_Raw data:_
▼

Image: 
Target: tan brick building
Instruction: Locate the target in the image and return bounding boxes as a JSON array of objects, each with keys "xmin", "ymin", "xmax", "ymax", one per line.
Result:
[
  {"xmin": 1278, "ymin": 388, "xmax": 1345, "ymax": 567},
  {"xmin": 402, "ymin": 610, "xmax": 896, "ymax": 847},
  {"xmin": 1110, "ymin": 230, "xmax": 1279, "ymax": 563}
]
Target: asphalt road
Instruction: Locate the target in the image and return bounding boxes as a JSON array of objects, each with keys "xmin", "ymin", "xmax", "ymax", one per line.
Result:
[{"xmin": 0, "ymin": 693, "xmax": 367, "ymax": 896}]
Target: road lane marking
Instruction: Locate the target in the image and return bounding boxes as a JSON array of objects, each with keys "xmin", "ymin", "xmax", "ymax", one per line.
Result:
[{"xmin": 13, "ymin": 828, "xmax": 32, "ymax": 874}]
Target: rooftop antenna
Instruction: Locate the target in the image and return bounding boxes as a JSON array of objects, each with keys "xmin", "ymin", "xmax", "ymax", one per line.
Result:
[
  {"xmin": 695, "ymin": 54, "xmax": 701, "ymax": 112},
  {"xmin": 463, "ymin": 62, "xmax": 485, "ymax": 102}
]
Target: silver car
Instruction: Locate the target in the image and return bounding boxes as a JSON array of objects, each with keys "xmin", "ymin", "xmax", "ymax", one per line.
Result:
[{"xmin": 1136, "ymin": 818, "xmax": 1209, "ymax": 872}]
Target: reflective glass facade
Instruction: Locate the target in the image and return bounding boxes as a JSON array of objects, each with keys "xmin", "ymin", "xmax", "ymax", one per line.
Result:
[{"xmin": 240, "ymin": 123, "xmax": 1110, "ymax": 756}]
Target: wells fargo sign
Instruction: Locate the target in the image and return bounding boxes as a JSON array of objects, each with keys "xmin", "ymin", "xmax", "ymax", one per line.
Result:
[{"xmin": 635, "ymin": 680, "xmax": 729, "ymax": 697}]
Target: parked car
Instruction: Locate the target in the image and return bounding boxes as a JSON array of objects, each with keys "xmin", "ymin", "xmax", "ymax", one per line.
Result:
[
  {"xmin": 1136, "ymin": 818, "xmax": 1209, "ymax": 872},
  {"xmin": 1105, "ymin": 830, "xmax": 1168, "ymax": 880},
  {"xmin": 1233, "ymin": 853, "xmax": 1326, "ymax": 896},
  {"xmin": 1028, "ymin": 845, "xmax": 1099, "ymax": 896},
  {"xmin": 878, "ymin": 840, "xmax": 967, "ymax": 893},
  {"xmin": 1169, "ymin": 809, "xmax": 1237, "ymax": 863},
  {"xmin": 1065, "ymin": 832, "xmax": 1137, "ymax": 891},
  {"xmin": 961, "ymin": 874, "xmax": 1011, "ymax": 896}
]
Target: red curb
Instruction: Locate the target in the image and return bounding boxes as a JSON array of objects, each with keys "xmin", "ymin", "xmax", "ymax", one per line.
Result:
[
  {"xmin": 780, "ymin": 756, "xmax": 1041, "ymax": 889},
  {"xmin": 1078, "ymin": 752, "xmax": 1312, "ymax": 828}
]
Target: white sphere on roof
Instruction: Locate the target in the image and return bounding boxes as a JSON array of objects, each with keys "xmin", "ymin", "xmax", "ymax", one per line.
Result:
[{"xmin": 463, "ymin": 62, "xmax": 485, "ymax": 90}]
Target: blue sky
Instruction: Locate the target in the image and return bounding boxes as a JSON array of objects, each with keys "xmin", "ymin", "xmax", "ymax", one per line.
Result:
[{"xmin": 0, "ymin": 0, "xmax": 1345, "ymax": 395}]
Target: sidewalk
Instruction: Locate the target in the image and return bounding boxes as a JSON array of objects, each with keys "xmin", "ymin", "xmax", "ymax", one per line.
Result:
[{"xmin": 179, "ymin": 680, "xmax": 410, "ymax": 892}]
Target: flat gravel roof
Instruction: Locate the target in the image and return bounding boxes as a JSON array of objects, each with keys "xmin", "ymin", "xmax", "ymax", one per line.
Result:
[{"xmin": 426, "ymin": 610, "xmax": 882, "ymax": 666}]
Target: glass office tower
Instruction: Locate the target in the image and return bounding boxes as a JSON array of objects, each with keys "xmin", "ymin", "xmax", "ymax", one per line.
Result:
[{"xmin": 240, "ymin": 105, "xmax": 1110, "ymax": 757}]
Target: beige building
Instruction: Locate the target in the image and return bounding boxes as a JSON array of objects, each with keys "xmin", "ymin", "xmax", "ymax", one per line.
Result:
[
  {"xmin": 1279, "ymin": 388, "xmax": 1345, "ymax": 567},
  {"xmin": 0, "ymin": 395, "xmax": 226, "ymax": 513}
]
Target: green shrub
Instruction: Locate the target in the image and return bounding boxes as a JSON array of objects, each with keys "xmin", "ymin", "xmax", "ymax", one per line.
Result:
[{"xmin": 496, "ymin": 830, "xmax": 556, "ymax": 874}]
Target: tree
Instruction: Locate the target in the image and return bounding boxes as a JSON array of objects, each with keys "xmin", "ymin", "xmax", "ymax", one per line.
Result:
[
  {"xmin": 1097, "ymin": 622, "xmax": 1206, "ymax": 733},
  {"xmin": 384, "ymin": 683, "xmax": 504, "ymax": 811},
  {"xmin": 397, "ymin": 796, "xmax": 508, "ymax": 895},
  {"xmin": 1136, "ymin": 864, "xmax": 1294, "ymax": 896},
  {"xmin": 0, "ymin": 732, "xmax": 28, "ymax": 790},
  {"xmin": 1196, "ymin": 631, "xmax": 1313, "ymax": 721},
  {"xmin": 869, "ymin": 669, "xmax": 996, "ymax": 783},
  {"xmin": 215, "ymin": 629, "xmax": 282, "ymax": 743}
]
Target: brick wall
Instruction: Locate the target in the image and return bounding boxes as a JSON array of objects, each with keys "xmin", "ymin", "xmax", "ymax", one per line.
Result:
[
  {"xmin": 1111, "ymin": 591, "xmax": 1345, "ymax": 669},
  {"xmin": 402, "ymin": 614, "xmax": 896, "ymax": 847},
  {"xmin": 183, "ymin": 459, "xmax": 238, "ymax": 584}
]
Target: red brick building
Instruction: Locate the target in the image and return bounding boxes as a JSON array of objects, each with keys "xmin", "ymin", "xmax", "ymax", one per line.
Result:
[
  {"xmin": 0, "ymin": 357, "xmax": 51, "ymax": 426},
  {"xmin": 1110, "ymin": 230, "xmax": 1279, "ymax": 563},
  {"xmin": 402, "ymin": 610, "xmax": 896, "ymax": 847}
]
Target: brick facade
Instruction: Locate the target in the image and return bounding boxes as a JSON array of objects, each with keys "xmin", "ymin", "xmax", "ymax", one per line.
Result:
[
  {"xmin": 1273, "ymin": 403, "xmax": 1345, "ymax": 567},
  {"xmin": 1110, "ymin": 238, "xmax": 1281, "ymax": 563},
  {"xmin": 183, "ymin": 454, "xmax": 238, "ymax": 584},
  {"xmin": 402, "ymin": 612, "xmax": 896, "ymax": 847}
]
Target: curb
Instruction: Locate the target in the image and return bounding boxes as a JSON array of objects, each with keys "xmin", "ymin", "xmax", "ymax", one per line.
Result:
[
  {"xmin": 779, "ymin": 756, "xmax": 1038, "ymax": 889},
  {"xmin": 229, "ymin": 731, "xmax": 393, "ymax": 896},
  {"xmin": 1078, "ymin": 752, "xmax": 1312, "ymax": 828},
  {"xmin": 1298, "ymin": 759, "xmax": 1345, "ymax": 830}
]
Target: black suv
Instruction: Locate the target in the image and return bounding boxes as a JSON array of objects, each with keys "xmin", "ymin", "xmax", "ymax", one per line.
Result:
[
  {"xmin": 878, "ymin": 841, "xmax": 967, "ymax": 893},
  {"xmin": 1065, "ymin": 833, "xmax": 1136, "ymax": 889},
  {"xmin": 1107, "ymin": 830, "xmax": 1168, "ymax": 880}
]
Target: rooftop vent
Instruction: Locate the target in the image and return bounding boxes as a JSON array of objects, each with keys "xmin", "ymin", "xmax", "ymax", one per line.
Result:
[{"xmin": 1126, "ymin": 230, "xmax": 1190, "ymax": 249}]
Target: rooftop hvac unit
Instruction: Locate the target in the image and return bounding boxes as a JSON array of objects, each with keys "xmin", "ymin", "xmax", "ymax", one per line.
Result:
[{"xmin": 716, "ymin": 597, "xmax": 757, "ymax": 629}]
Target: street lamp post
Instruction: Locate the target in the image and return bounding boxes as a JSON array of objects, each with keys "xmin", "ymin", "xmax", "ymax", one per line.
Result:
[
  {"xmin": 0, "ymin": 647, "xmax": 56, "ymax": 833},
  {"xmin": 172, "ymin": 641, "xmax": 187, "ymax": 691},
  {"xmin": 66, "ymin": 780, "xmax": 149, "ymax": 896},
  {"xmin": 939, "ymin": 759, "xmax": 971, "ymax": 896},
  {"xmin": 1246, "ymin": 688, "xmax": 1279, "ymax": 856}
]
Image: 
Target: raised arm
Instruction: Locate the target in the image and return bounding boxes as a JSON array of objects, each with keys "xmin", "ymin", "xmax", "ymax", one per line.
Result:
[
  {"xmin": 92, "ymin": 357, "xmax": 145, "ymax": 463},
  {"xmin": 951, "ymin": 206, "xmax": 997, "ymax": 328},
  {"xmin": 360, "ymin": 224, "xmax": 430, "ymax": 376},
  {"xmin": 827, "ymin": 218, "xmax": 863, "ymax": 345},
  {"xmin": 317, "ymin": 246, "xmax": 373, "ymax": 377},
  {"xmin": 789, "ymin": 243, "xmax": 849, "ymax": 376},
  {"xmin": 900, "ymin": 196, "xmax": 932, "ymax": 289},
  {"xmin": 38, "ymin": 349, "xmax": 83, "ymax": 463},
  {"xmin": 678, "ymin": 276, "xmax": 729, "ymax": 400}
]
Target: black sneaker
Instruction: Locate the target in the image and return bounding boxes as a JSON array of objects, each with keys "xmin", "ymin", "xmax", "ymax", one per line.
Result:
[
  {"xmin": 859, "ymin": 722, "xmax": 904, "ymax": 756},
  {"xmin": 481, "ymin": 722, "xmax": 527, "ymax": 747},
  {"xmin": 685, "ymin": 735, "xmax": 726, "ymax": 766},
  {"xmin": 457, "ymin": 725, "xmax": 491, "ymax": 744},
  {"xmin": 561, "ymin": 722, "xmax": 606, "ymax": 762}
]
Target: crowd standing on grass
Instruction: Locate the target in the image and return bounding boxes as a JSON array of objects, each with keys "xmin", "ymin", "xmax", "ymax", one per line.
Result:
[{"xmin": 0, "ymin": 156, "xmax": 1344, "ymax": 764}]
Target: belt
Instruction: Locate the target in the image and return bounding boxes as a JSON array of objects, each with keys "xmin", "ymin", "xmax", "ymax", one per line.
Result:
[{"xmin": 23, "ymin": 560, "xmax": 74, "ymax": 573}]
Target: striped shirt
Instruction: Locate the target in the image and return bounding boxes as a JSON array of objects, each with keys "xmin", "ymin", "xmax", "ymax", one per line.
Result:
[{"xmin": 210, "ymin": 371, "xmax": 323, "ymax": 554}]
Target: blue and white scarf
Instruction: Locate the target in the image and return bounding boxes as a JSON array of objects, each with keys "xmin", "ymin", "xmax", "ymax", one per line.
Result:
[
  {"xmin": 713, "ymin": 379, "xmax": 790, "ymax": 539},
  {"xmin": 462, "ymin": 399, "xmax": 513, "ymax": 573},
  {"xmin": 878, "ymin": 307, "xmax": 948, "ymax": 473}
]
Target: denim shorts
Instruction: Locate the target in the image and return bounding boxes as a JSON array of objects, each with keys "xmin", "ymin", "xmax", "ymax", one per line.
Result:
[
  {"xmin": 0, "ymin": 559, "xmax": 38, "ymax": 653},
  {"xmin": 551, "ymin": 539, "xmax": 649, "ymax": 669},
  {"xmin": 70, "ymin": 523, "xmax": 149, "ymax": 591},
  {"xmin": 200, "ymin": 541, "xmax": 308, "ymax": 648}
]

▲

Set down the material word for word, starting at the line that contains "Target: denim shorts" and ending with the last line of the material.

_Finished answer:_
Target: denim shorts
Instruction: Locate the target in the image and return bounding boxes as a JSON array of objects, each with keys "xmin", "ymin", "xmax", "ymax", one per line.
Result:
[
  {"xmin": 0, "ymin": 559, "xmax": 38, "ymax": 653},
  {"xmin": 551, "ymin": 539, "xmax": 649, "ymax": 669},
  {"xmin": 70, "ymin": 523, "xmax": 149, "ymax": 591},
  {"xmin": 200, "ymin": 541, "xmax": 308, "ymax": 648}
]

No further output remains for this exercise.